> [WHAT TO DO] Restate the opening lines of the material below word for word, stopping after the line that contains "Task: point to the unfurling".

====== SUPPLIED MATERIAL ======

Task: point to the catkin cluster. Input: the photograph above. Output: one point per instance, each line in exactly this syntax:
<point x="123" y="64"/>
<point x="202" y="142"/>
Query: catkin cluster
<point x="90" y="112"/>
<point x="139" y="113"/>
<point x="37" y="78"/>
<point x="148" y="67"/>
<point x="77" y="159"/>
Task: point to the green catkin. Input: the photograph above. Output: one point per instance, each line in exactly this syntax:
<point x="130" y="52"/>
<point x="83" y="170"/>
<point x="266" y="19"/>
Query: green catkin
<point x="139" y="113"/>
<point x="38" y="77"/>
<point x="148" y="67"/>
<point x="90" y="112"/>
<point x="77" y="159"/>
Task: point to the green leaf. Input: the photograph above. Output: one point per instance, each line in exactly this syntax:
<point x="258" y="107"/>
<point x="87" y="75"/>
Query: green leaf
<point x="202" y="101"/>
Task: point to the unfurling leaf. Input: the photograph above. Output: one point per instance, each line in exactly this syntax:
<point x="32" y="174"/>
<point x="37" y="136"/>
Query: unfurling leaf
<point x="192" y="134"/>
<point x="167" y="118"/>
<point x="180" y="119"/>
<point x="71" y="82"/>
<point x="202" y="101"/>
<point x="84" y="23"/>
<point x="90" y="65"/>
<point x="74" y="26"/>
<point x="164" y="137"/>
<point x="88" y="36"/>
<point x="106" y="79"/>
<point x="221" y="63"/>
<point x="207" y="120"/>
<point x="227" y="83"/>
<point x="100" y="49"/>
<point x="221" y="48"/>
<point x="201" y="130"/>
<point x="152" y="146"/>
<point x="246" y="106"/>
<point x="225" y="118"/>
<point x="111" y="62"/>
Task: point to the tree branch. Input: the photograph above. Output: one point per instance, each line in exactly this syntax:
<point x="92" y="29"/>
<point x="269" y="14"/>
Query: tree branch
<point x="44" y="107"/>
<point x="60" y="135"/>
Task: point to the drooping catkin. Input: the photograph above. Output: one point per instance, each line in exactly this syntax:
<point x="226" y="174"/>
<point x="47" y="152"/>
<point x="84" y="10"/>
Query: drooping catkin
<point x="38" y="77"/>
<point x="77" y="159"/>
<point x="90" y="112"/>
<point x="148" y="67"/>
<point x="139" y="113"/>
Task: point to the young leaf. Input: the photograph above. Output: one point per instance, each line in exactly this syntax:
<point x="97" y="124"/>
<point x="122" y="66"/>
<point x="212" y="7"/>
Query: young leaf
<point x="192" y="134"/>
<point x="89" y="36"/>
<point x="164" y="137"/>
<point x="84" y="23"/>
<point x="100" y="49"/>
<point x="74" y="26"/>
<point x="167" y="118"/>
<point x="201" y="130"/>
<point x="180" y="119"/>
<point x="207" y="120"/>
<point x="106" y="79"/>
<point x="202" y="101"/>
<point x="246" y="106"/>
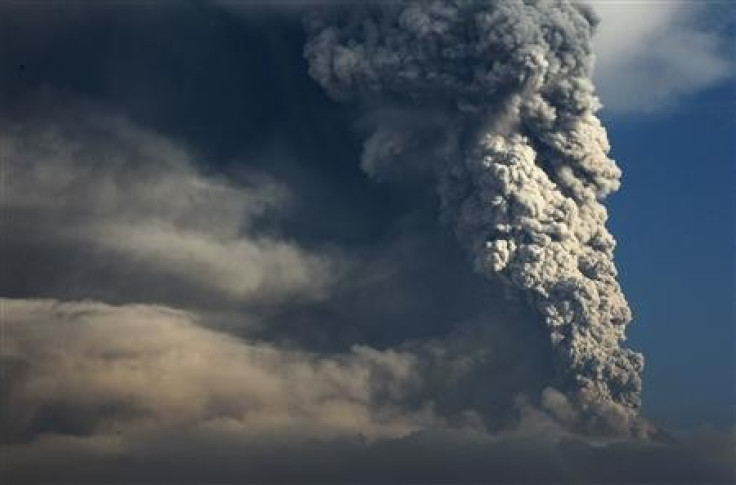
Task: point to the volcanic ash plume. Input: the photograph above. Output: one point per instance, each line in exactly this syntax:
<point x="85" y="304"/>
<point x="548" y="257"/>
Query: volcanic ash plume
<point x="521" y="162"/>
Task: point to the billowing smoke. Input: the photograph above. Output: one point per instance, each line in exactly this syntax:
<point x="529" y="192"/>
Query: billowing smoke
<point x="496" y="99"/>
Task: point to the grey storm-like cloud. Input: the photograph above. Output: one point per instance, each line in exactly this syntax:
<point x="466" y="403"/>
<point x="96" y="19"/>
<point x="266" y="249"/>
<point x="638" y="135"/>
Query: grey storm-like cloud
<point x="173" y="314"/>
<point x="521" y="162"/>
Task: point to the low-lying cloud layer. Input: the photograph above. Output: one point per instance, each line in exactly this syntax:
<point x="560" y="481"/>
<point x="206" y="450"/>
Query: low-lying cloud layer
<point x="183" y="302"/>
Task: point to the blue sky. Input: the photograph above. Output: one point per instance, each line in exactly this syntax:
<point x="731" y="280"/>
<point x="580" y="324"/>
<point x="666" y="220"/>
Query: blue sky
<point x="200" y="280"/>
<point x="674" y="220"/>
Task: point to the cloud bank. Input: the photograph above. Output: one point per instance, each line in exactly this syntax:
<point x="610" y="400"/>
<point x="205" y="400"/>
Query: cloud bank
<point x="173" y="314"/>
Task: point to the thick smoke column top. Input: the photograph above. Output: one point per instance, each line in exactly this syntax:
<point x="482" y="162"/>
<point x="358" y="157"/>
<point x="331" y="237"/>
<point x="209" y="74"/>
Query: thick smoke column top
<point x="524" y="165"/>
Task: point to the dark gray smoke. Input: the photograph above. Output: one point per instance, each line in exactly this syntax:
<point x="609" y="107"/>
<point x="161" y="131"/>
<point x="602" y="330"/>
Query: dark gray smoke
<point x="496" y="99"/>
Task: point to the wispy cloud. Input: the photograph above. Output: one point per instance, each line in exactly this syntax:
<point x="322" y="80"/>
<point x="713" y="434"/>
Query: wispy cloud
<point x="652" y="54"/>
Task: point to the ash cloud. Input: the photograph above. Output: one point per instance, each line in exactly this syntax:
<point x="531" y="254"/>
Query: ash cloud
<point x="522" y="167"/>
<point x="200" y="284"/>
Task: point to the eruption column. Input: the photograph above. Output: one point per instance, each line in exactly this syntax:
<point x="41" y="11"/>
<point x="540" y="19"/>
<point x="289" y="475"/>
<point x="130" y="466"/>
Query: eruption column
<point x="522" y="167"/>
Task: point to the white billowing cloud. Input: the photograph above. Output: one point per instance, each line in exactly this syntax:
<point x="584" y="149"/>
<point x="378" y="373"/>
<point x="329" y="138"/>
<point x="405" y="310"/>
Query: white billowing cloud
<point x="650" y="54"/>
<point x="92" y="369"/>
<point x="137" y="201"/>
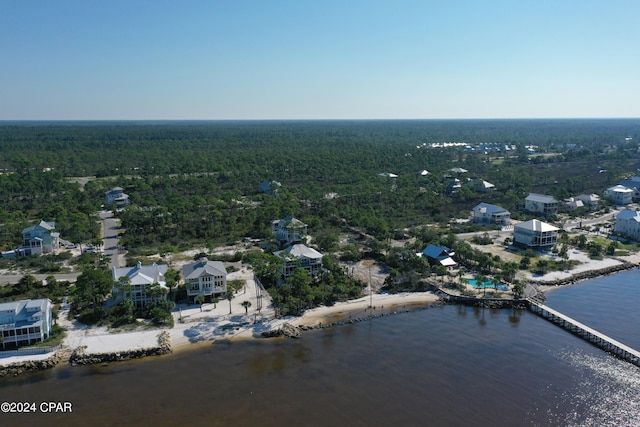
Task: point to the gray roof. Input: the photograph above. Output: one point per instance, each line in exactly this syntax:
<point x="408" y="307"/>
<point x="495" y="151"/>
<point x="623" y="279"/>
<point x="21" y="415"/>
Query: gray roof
<point x="541" y="198"/>
<point x="489" y="208"/>
<point x="629" y="214"/>
<point x="203" y="267"/>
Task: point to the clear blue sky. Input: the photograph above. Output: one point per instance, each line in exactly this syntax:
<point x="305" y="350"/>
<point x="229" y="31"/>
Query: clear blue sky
<point x="318" y="59"/>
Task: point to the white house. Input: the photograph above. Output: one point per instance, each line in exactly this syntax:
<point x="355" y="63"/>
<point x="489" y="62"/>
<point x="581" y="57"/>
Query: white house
<point x="40" y="238"/>
<point x="289" y="230"/>
<point x="620" y="194"/>
<point x="535" y="234"/>
<point x="439" y="255"/>
<point x="204" y="277"/>
<point x="588" y="199"/>
<point x="539" y="203"/>
<point x="25" y="322"/>
<point x="485" y="213"/>
<point x="482" y="186"/>
<point x="302" y="256"/>
<point x="628" y="224"/>
<point x="140" y="278"/>
<point x="116" y="196"/>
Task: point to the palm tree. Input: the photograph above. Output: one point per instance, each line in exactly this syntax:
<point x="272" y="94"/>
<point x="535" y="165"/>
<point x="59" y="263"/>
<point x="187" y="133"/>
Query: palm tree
<point x="229" y="296"/>
<point x="246" y="305"/>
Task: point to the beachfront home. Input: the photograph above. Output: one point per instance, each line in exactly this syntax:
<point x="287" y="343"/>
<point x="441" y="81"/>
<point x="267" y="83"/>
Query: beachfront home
<point x="620" y="194"/>
<point x="486" y="213"/>
<point x="539" y="203"/>
<point x="25" y="322"/>
<point x="204" y="277"/>
<point x="40" y="239"/>
<point x="116" y="196"/>
<point x="300" y="256"/>
<point x="142" y="284"/>
<point x="535" y="234"/>
<point x="482" y="186"/>
<point x="289" y="230"/>
<point x="634" y="184"/>
<point x="439" y="255"/>
<point x="628" y="224"/>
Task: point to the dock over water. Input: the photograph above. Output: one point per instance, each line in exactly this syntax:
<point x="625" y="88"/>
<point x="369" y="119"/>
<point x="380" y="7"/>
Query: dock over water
<point x="596" y="338"/>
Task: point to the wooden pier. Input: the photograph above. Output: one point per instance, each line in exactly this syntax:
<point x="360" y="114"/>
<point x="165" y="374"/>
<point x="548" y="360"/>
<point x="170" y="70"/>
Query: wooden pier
<point x="596" y="338"/>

======

> [WRITTEN ANSWER]
Task: point to the catkin cluster. Input: the photograph above. Output: one point per instance, each line in exactly this syntax:
<point x="123" y="64"/>
<point x="202" y="142"/>
Query: catkin cluster
<point x="90" y="112"/>
<point x="139" y="113"/>
<point x="37" y="78"/>
<point x="148" y="67"/>
<point x="77" y="159"/>
Task: point to the green catkin. Input: the photograph above. Output: one point per instance, each line in exactly this syntax:
<point x="130" y="52"/>
<point x="83" y="170"/>
<point x="266" y="19"/>
Query: green catkin
<point x="139" y="113"/>
<point x="38" y="77"/>
<point x="148" y="67"/>
<point x="90" y="112"/>
<point x="77" y="159"/>
Task: point to the green leaf. Input: the photograph above. Output: one point per instance, each line in exactly this syntax:
<point x="258" y="107"/>
<point x="87" y="75"/>
Query: green leaf
<point x="202" y="101"/>
Task: point to the unfurling leaf. Input: the photograph above. Output: one point per instance, each line in exactly this syntax:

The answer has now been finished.